Alıştırma ayrıntıları:
Poznań'daki LGBTİ+ yaşamını anlatan aşağıdaki metne göre şu soruları yanıtlayın:
(a) Selen'e göre Poznań, LGBTİ+ topluluğuna Polonya'daki diğer bölgelere kıyasla nasıl yaklaşıyor?
(b) Metinde adı geçen ulusal kuruluş hangisi?
(c) Poznań'daki üniversiteler LGBTİ+ öğrencilere neler sunuyor?

Sayfa:

Polonya toplumunun LGBTİ+ haklarına bakışı ve Poznan’da Pride 

Poznań'da yaşayan Selen yaşadığı bölgenin Polonya’daki diğer bölgelere göre LGBTİ+ topluluğuna daha olumlu yaklaştığını belirtti. Yine de ülke genelindeki LGBTİ+ haklarının kabulüyle ilgili yaşanan zorlukların bulunduğu bölgeyi etkilediğine de sözlerinde yer verdi.

Balkaya, “Özellikle bazı bölgelerde LGBTİ+ karşıtı söylemler ve eylemler topluluk üyeleri için endişe kaynağı oluyor. Poznań'da, Lambda Warszawa gibi ulusal kuruluşların yanı sıra, çeşitli yerel LGBTİ+ dernekleri ve gruplar bulunuyor. Bu organizasyonlar sosyal etkinlikler, eğitim programları, danışmanlık hizmetleri ve savunuculuk çalışmaları gibi çeşitli faaliyetlerle bize destek sağlıyor. Şehirde LGBTİ+’lar için güvenli alan sunan kafe, bar ve kulüp gibi çeşitli mekanlar mevcut. Poznań'daki üniversiteler LGBTİ+ öğrenciler için destek programları ve öğrenci toplulukları sunuyor. Bu daha kapsayıcı bir ortamda eğitim almamızı sağlıyor” dedi.

Sağlanan veriler:
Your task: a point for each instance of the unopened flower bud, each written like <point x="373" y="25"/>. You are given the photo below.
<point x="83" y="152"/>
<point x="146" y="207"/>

Tamamlanmış alıştırma:
(a) Daha olumlu yaklaşıyor.
(b) Lambda Warszawa.
(c) Destek programları ve öğrenci toplulukları.